======== The data ========

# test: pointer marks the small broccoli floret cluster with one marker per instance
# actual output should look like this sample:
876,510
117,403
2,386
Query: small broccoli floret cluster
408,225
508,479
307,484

========
======== The data ========

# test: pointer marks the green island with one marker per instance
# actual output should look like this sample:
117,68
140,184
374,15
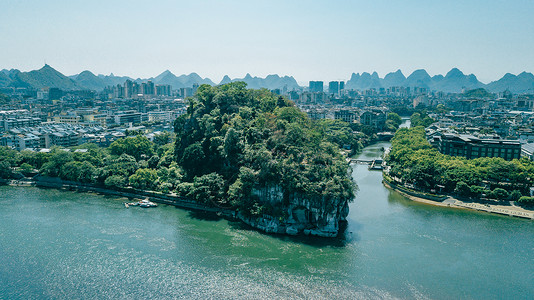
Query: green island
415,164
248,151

========

Extract every line of the rows above that contains the string "broccoli", matching case exactly.

### Solution to this task
# test: pointer marks the small broccoli floret cluster with one marker per instance
Query: small broccoli floret cluster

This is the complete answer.